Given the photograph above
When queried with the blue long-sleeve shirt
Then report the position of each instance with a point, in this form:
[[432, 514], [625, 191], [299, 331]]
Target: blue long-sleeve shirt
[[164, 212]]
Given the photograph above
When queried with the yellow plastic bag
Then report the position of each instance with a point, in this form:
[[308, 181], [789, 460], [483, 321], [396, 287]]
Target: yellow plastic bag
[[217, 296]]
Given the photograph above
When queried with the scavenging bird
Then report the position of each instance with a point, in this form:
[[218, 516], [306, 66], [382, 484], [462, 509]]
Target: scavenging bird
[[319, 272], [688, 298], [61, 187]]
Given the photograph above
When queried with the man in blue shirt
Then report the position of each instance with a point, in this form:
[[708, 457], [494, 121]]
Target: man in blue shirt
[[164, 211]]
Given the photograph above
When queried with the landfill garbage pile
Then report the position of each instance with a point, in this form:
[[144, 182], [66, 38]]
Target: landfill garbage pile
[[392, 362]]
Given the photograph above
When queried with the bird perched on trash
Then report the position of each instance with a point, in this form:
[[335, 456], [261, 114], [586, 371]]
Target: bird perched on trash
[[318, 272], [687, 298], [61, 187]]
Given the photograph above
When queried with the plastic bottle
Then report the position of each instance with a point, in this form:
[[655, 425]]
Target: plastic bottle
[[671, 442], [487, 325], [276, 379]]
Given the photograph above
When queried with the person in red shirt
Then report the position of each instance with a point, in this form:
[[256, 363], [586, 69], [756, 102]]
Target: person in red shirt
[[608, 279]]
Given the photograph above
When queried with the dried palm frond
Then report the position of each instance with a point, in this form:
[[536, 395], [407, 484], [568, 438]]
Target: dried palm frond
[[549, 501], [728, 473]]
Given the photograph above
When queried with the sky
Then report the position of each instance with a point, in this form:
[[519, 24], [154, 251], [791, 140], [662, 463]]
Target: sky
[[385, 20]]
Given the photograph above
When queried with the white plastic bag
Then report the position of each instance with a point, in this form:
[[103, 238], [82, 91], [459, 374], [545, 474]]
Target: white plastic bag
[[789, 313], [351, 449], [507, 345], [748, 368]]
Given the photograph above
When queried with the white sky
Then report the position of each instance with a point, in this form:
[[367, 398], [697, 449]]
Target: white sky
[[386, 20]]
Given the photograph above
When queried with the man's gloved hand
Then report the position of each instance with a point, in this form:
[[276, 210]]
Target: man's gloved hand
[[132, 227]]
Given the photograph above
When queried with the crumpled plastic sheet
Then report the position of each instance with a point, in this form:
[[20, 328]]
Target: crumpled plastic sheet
__________
**Task to carry out**
All of the lines above should be returned exactly as written.

**Solution to this problem**
Given the photograph above
When queried with the blue long-sleeve shirt
Then report the position of each instance with a point, in this form:
[[432, 514], [625, 191], [299, 331]]
Target: blue long-sleeve shirt
[[164, 212]]
Given the photograph above
When queried with the yellow plastic bag
Then report the position of each instance with a point, in this form:
[[308, 181], [789, 460], [483, 321], [396, 287]]
Target: yellow plastic bag
[[217, 296]]
Given the photograph above
When queried with the scavenging bird
Then report the position of each instance with a point, in this form:
[[218, 516], [306, 66], [382, 484], [462, 509]]
Target: scavenging bird
[[319, 272], [688, 298], [61, 187]]
Given the photograph above
When queried with the man in blue shirt
Then report the position of each instance with a point, in this form:
[[708, 457], [494, 121]]
Target: man in blue shirt
[[164, 211]]
Given the photograph above
When queried with the landfill garbage pile
Then report the position of each instance with a point, in this form:
[[144, 182], [66, 38]]
Target: landfill garbage pile
[[392, 362]]
Given the photograph above
When queried with the bird perched on trash
Then report the position of each instance with a point, in this form:
[[335, 456], [261, 114], [586, 371]]
Target: bird perched on trash
[[318, 272], [687, 298], [61, 187]]
Given the photograph above
When queried with the plastic bottle
Then report the position of each instance with a point, in this form:
[[655, 425]]
Target: plastic bottle
[[671, 442], [487, 325], [276, 379]]
Given the photograph above
When queried with the person in red shirt
Then report the position of each instance with a point, in this form:
[[256, 363], [586, 69], [756, 102]]
Target: person in red shirt
[[608, 279]]
Given the photograph above
When queried with the dried palm frond
Then report the position of each instance with a point, in this form:
[[536, 395], [407, 484], [568, 438]]
Target: dried palm frond
[[549, 501], [728, 473]]
Given the photograph above
When queried with the sky
Then report the position of each instance with a point, in this form:
[[519, 24], [154, 251], [791, 140], [662, 463]]
Target: sky
[[385, 20]]
Given the photograph above
When queried with the white plastic bag
Then report the position of each instance with a point, in this form:
[[103, 238], [82, 91], [459, 374], [545, 474]]
Target: white plastic bag
[[789, 313], [351, 449], [507, 345], [748, 368]]
Given the photograph above
When queried with the white sky
Then report the position of each instance with a point, in this form:
[[367, 398], [697, 449]]
Target: white sky
[[386, 20]]
Given the photograph above
When queried with the man's gloved hand
Then report the position of each instance with a point, in this form:
[[276, 210]]
Target: man's gloved hand
[[132, 227]]
Given the photograph above
When queried with the crumpled plastic sheet
Then report the position of each instance with a point, in this form:
[[20, 328]]
Target: crumpled plastic sheet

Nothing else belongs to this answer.